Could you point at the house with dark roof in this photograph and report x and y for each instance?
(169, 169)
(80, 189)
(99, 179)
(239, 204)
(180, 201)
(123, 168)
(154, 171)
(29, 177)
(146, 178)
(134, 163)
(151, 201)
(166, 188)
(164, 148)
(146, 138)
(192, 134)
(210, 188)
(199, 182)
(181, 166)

*To do*.
Rewrite the records above, putting "flat roof" in place of "dark roof" and leaving everything else unchanged.

*Written reply*.
Could you point at the house with flat roof in this photograph and report x and y for each instance?
(169, 169)
(80, 189)
(99, 179)
(239, 204)
(180, 201)
(123, 168)
(154, 171)
(29, 177)
(146, 178)
(134, 163)
(151, 201)
(166, 188)
(164, 148)
(146, 138)
(192, 134)
(210, 188)
(199, 182)
(181, 166)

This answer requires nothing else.